(Annotated coordinate records)
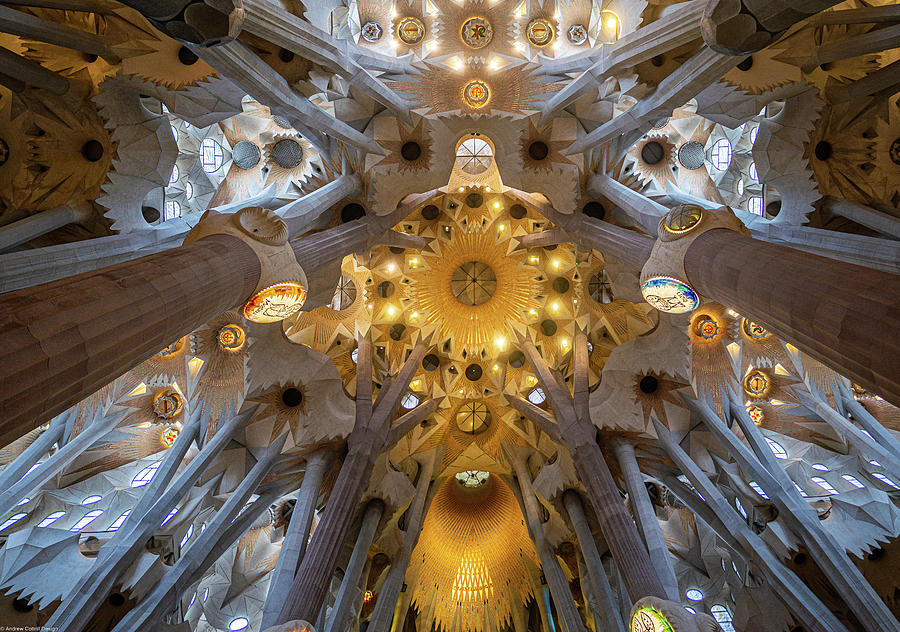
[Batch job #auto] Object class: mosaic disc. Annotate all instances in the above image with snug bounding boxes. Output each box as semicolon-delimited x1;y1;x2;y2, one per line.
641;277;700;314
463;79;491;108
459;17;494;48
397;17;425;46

---

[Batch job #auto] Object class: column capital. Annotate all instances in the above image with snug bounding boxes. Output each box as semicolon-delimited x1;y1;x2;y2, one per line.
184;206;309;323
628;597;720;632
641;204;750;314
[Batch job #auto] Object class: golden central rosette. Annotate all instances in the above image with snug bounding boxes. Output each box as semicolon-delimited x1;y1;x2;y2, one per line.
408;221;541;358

* * *

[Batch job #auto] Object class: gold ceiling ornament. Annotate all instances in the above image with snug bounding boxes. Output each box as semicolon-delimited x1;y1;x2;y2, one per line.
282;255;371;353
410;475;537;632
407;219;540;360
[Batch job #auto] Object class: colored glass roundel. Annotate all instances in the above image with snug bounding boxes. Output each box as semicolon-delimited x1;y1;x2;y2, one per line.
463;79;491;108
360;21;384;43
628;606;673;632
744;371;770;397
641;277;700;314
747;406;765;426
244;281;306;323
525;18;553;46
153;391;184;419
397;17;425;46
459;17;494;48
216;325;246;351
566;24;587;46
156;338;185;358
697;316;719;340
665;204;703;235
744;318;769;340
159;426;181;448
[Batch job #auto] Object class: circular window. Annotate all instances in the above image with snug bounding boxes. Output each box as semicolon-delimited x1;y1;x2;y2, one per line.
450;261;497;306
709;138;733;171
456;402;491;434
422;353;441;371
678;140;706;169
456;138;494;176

- **REQUIRED TASK**
Select every line of the material above that contains the string "window", treating uppercase and lowercase letters as distinct, and copy each such line.

- **REPLY TO THE EXERCISE**
[Batch job #auto] Object class: circular window. Annotate all instances in the above image with snug bounding boxes. Output each box as semicolon-delimited x1;y1;x2;y2, one per line.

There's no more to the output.